Exercise instructions: Two lines below mark the span: the one containing "Outline dragonfly eye." and the one containing "Outline green plant". Set down both, plus every line between, exactly as they stand, and nothing else.

Provided data:
- - - - - - -
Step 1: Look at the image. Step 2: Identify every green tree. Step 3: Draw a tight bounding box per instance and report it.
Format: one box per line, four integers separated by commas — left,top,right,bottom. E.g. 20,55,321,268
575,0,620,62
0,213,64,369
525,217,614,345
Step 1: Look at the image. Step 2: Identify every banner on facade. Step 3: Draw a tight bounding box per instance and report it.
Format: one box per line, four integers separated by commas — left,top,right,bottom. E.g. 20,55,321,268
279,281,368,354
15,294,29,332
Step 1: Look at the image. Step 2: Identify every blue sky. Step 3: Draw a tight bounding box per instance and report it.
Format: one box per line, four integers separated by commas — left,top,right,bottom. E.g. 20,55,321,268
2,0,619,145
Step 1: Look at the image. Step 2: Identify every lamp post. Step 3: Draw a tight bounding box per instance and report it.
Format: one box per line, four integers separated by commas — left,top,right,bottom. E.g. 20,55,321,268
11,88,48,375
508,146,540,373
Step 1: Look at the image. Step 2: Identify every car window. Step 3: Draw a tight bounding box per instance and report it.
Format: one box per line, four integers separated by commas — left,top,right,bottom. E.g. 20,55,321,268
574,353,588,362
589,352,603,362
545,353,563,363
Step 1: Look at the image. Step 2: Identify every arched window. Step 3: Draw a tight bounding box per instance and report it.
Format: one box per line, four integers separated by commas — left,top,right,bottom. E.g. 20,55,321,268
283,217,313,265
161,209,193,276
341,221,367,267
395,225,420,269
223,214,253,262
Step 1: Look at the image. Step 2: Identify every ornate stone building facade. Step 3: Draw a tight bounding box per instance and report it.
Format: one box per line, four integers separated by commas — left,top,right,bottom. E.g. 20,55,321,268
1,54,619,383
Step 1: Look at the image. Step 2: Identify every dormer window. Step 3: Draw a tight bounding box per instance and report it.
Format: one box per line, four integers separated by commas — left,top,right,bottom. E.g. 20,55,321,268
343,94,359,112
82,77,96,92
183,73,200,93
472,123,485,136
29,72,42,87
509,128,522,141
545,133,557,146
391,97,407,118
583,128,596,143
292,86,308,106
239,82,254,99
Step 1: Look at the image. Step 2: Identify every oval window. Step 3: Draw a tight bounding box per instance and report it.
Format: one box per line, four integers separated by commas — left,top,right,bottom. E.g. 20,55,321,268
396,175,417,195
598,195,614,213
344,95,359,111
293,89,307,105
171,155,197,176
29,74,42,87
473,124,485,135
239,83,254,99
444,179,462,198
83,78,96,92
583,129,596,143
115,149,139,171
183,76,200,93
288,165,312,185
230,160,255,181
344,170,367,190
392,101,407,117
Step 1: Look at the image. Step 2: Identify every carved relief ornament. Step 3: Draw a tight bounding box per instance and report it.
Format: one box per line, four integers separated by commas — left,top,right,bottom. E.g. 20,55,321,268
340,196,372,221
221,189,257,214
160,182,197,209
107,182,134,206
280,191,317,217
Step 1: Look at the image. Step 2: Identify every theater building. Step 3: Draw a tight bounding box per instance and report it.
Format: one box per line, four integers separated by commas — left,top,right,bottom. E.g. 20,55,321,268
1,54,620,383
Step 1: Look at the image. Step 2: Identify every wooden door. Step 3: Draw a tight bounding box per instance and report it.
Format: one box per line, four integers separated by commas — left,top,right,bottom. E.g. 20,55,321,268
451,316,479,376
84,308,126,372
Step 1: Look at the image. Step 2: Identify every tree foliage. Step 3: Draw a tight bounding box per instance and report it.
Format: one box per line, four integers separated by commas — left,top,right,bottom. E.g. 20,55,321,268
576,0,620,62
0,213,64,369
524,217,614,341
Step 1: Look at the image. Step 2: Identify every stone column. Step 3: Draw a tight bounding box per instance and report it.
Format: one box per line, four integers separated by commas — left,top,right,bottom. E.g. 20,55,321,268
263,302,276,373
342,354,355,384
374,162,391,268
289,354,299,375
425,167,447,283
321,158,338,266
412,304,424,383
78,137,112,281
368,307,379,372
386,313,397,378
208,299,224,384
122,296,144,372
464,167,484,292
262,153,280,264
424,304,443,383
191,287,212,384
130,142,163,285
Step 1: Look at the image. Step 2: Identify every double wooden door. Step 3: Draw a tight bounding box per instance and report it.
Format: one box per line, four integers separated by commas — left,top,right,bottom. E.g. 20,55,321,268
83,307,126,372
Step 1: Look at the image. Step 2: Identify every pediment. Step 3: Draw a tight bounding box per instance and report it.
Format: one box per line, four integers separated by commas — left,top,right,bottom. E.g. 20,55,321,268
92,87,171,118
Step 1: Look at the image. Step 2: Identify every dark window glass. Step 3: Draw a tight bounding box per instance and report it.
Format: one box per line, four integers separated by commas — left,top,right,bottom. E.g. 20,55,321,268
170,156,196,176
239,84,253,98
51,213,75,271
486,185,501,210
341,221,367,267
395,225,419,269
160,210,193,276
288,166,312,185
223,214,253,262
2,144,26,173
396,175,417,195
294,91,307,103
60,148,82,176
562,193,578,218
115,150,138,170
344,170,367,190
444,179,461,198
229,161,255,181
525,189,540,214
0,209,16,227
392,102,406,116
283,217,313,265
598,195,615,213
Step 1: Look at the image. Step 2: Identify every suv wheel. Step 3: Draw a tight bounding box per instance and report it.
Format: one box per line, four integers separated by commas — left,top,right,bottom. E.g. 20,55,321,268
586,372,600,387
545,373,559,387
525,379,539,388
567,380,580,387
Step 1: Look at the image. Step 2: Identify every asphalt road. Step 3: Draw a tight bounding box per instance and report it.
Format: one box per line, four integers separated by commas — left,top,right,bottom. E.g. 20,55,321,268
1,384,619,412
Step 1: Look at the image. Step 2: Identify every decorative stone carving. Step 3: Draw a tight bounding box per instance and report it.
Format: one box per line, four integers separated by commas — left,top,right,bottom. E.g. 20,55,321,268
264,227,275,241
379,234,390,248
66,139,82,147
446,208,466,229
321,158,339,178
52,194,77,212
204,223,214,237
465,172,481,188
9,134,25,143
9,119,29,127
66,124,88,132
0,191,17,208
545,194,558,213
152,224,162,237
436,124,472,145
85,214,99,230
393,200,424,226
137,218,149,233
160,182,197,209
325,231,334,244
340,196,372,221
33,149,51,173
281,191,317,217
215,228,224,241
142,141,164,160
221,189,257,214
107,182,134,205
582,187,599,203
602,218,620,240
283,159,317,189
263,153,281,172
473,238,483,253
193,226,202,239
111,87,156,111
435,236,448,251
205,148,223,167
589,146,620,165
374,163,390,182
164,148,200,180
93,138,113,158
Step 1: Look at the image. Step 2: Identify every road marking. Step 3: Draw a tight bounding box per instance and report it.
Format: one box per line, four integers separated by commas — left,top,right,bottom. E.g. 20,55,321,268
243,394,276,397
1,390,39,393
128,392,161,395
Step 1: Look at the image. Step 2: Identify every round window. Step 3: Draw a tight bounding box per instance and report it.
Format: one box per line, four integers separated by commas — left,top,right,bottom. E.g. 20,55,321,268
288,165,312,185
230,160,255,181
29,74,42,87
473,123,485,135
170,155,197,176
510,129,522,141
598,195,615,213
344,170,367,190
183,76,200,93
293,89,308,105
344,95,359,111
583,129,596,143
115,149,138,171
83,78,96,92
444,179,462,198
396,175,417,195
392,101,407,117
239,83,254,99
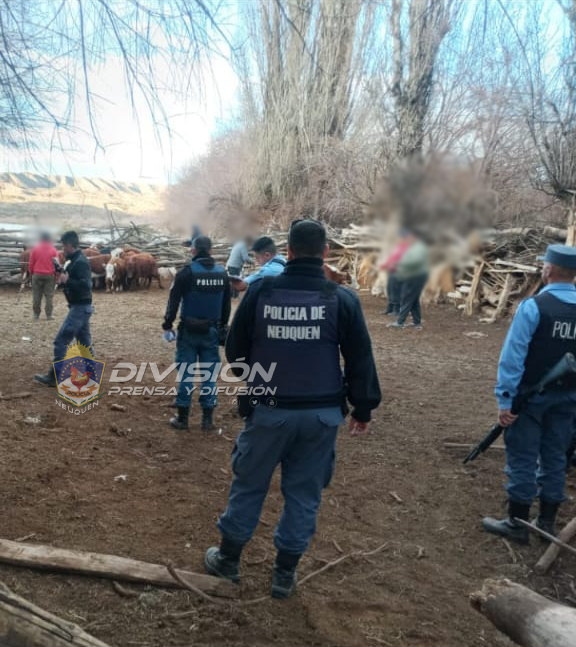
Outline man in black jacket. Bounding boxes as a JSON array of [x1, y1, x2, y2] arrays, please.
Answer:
[[204, 219, 381, 598], [162, 236, 232, 431], [34, 231, 94, 386]]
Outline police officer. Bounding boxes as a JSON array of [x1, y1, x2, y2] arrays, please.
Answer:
[[204, 220, 381, 598], [34, 231, 93, 387], [229, 236, 286, 293], [162, 236, 231, 431], [483, 244, 576, 543]]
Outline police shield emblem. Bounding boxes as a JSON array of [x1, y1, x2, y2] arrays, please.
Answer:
[[53, 342, 105, 407]]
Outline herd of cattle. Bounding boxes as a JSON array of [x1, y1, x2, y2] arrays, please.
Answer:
[[19, 244, 175, 292], [18, 243, 353, 294]]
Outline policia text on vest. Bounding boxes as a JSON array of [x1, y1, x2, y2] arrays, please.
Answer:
[[264, 304, 327, 341]]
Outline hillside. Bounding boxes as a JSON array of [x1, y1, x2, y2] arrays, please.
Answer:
[[0, 172, 166, 228]]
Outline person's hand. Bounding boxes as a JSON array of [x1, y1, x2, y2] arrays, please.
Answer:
[[162, 329, 176, 342], [349, 418, 370, 437], [498, 409, 518, 427], [58, 272, 68, 285]]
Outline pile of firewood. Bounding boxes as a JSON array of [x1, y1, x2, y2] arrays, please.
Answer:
[[450, 226, 567, 322]]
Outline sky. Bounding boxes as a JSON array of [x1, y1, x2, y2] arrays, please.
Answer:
[[0, 4, 240, 187]]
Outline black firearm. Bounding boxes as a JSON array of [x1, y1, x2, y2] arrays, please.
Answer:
[[463, 352, 576, 464]]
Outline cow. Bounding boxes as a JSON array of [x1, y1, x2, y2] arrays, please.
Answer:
[[84, 247, 111, 290], [105, 258, 127, 292], [125, 253, 162, 290], [19, 247, 31, 289], [158, 266, 177, 285], [120, 246, 141, 259]]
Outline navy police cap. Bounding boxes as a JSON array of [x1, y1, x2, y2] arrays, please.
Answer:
[[538, 244, 576, 269]]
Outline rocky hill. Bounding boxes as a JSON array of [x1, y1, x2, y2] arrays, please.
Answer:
[[0, 172, 165, 228]]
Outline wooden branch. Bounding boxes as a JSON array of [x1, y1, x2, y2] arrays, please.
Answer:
[[489, 273, 514, 322], [494, 259, 539, 273], [0, 582, 112, 646], [0, 392, 32, 401], [535, 516, 576, 574], [471, 578, 576, 647], [513, 519, 576, 559], [166, 563, 226, 605], [465, 261, 485, 316], [0, 539, 237, 598]]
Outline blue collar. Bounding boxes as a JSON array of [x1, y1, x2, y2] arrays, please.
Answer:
[[541, 283, 576, 292]]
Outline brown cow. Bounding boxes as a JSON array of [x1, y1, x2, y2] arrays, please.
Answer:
[[19, 248, 31, 288], [84, 247, 111, 289], [105, 257, 127, 292], [125, 253, 162, 290]]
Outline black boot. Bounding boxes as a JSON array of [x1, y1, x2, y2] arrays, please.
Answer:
[[271, 551, 301, 599], [34, 370, 56, 387], [482, 501, 531, 545], [535, 500, 561, 537], [204, 536, 244, 583], [201, 408, 215, 432], [169, 407, 189, 430]]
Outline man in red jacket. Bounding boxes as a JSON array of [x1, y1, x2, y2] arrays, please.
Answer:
[[29, 233, 59, 321]]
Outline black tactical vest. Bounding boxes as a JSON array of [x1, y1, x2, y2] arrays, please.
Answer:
[[521, 291, 576, 389], [181, 259, 226, 322], [249, 280, 343, 399]]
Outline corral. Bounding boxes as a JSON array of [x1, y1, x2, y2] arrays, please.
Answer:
[[0, 286, 575, 647]]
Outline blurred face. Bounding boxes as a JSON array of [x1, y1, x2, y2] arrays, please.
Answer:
[[62, 242, 76, 257], [255, 251, 273, 266], [541, 262, 551, 284]]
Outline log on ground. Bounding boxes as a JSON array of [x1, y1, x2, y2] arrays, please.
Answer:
[[535, 515, 576, 574], [0, 582, 112, 646], [470, 578, 576, 647], [0, 538, 237, 598]]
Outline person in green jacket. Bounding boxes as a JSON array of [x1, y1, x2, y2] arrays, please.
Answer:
[[388, 232, 429, 329]]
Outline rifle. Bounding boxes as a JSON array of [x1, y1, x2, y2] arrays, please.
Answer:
[[463, 352, 576, 464]]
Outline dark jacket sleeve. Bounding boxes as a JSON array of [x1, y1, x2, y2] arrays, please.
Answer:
[[225, 282, 261, 371], [221, 273, 232, 326], [65, 255, 92, 296], [162, 267, 187, 330], [337, 288, 381, 423]]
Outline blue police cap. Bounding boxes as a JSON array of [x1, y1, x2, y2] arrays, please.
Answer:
[[538, 244, 576, 269]]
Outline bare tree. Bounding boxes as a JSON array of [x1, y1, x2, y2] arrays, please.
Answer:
[[0, 0, 228, 156]]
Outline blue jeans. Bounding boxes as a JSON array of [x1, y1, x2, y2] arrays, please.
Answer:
[[385, 274, 402, 314], [54, 304, 94, 361], [505, 390, 576, 503], [218, 406, 343, 555], [175, 326, 220, 409], [397, 273, 428, 325]]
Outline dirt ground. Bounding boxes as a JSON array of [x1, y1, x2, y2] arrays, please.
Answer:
[[0, 287, 575, 647]]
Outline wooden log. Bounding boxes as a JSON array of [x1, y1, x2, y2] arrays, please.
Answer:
[[0, 539, 237, 598], [535, 516, 576, 574], [489, 273, 514, 322], [470, 578, 576, 647], [465, 261, 485, 316], [0, 583, 112, 646]]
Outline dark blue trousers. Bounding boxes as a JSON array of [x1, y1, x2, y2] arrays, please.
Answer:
[[175, 326, 220, 409], [505, 390, 576, 503], [218, 406, 343, 555], [397, 273, 428, 325], [385, 274, 402, 314], [54, 304, 94, 361]]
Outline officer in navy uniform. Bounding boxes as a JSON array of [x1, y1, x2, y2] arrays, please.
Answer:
[[162, 236, 231, 431], [483, 244, 576, 543], [203, 219, 381, 598]]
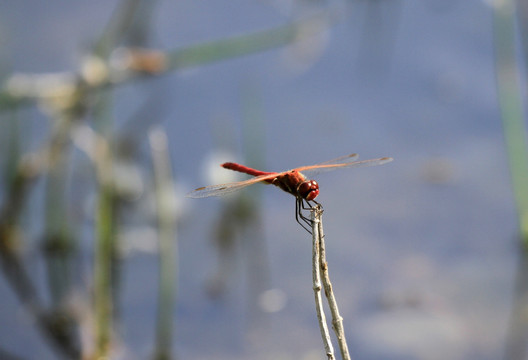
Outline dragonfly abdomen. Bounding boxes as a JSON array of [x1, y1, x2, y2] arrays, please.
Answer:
[[222, 162, 275, 179]]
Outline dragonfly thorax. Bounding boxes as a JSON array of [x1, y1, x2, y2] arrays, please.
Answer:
[[297, 180, 319, 201]]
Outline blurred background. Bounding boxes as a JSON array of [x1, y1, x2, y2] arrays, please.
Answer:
[[1, 0, 527, 359]]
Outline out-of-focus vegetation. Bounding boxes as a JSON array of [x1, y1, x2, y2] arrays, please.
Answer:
[[3, 0, 528, 359], [0, 1, 338, 358]]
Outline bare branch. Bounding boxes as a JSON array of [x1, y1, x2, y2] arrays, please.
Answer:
[[317, 207, 351, 360], [311, 206, 335, 360]]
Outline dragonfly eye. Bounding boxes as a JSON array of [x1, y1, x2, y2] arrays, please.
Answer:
[[298, 180, 319, 201]]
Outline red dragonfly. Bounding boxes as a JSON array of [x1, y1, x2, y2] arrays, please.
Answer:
[[187, 153, 393, 232]]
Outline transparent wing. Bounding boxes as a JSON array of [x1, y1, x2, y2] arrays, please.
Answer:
[[285, 153, 359, 176], [186, 172, 279, 198], [313, 153, 359, 165], [187, 154, 393, 198], [295, 156, 393, 175]]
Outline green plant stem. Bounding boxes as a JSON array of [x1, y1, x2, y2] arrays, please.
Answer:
[[494, 0, 528, 247], [494, 3, 528, 359], [43, 115, 74, 306], [94, 180, 115, 357], [93, 128, 116, 357], [93, 0, 146, 57], [166, 12, 330, 69], [149, 128, 177, 360], [0, 10, 338, 110], [0, 110, 81, 358]]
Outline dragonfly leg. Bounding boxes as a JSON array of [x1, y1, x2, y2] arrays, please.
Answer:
[[295, 198, 312, 234], [295, 198, 322, 234]]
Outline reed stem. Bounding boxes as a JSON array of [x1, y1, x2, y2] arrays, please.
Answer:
[[494, 0, 528, 247], [149, 128, 178, 360]]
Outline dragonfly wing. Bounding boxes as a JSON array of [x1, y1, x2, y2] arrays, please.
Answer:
[[186, 173, 278, 198], [187, 154, 392, 198], [287, 153, 359, 176], [296, 156, 393, 175], [313, 153, 359, 165]]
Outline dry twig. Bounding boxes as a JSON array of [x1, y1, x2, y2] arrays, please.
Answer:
[[311, 205, 351, 360], [311, 205, 335, 360]]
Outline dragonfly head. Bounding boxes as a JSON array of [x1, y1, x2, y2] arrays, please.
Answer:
[[298, 180, 319, 201]]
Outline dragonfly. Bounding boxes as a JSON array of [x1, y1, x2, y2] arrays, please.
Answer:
[[187, 153, 393, 233]]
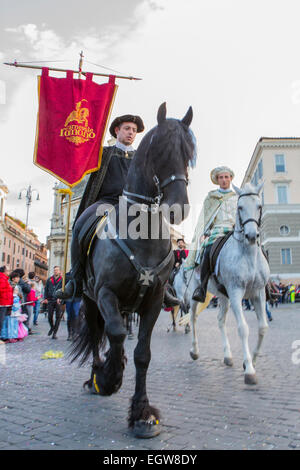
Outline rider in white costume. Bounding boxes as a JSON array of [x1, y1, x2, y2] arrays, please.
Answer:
[[185, 166, 238, 303]]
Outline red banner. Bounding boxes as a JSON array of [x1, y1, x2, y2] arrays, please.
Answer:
[[33, 68, 117, 187]]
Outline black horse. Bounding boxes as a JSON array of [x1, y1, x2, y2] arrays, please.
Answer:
- - - - - - -
Output below:
Outline dragonfly eye. Bounding boxes as a JSON array of [x1, y1, x2, y2] arrays, please.
Answer:
[[298, 180, 319, 201]]
Outline red dragonfly. Bounding boxes as a JSON array of [x1, y1, x2, y2] arrays, please.
Answer:
[[187, 153, 393, 232]]
Outline transparent wing. Bounding boxes as a JSON array of [x1, y1, x2, y2] arrays, please.
Answer:
[[285, 153, 359, 176], [186, 172, 279, 198], [313, 153, 359, 165], [187, 154, 393, 198], [295, 156, 393, 175]]
Outline green plant stem. Bounding boxes as a JSON array of [x1, y1, x2, y2] arrays, please.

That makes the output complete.